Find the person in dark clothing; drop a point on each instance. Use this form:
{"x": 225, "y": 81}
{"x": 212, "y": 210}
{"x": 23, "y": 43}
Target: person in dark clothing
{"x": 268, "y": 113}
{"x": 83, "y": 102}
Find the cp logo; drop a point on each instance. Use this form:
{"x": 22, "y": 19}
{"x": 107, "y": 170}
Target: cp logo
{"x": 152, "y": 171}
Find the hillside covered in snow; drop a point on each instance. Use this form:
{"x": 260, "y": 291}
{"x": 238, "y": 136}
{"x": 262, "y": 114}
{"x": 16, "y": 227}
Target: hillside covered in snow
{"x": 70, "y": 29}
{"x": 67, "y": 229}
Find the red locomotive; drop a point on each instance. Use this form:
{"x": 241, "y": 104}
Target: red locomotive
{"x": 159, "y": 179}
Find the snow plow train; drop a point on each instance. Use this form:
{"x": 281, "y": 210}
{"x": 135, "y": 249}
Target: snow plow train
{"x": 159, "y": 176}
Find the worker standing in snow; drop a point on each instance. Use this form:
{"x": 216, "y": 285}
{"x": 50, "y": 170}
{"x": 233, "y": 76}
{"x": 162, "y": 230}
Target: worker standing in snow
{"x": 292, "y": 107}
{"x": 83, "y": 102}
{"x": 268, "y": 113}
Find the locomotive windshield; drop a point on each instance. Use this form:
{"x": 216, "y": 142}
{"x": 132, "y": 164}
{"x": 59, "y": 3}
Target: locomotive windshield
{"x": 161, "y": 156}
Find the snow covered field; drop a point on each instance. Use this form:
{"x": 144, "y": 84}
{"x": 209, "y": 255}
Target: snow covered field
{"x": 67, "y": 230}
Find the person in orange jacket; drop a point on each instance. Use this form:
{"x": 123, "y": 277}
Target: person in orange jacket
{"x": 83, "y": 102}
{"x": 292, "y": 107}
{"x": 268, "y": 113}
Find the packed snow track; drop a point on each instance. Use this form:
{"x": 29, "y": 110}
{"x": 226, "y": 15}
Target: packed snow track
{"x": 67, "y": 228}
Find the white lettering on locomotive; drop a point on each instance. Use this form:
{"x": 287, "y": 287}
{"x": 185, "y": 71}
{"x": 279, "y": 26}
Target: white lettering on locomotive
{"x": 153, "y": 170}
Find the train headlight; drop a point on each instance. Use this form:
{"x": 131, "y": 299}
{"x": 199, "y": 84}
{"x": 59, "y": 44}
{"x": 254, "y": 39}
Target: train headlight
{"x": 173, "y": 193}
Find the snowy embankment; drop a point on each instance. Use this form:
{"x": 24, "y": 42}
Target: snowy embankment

* * *

Task to carry out: Repeat the records above in full, character for character.

Result of the exercise:
Find the person in dark clothing; drop a point on each instance. Use this form:
{"x": 225, "y": 81}
{"x": 212, "y": 210}
{"x": 23, "y": 43}
Target: person in dark clothing
{"x": 268, "y": 113}
{"x": 83, "y": 102}
Find the cp logo; drop a point on each instance. Use this form:
{"x": 22, "y": 19}
{"x": 107, "y": 170}
Target: cp logo
{"x": 152, "y": 171}
Find the hillside covered in snow; drop a point on each instance. Use this form:
{"x": 260, "y": 291}
{"x": 238, "y": 136}
{"x": 262, "y": 114}
{"x": 16, "y": 227}
Target: hillside covered in snow
{"x": 70, "y": 29}
{"x": 67, "y": 229}
Find the red locomotive; drop a point on each instance. Use this form:
{"x": 241, "y": 104}
Target: red locomotive
{"x": 159, "y": 179}
Find the snow plow train; drop a point on each instance. Use this form:
{"x": 281, "y": 210}
{"x": 135, "y": 249}
Target: snow plow train
{"x": 159, "y": 176}
Find the worker standing in snow; drop a point on each instance. Use this form:
{"x": 216, "y": 285}
{"x": 50, "y": 170}
{"x": 233, "y": 76}
{"x": 162, "y": 230}
Target: worker standing in snow
{"x": 292, "y": 107}
{"x": 83, "y": 102}
{"x": 268, "y": 113}
Find the locomotive windshield; drop a point on each instance. Use this form:
{"x": 216, "y": 142}
{"x": 132, "y": 164}
{"x": 59, "y": 3}
Target: locomotive windshield
{"x": 161, "y": 156}
Find the snow covered field; drop a point on each instance. Use this form:
{"x": 144, "y": 84}
{"x": 209, "y": 255}
Target: snow covered field
{"x": 67, "y": 230}
Find the person in orange jacket; drop a point on each instance. Use this form:
{"x": 123, "y": 277}
Target: person in orange jacket
{"x": 83, "y": 102}
{"x": 292, "y": 107}
{"x": 268, "y": 113}
Find the packed snow track; drop a point on each instance. Use this form:
{"x": 29, "y": 110}
{"x": 226, "y": 15}
Target: packed snow track
{"x": 67, "y": 228}
Find the white lettering on locomotive; drop a point on each instance. Use this form:
{"x": 287, "y": 287}
{"x": 185, "y": 71}
{"x": 279, "y": 26}
Target: white lettering on locomotive
{"x": 153, "y": 170}
Find the train headlight; drop a point on each instance. Use this form:
{"x": 131, "y": 299}
{"x": 199, "y": 84}
{"x": 59, "y": 44}
{"x": 254, "y": 39}
Target: train headlight
{"x": 173, "y": 193}
Find the snowy embankment; drop a point on each instance. Use this form:
{"x": 24, "y": 42}
Target: snowy embankment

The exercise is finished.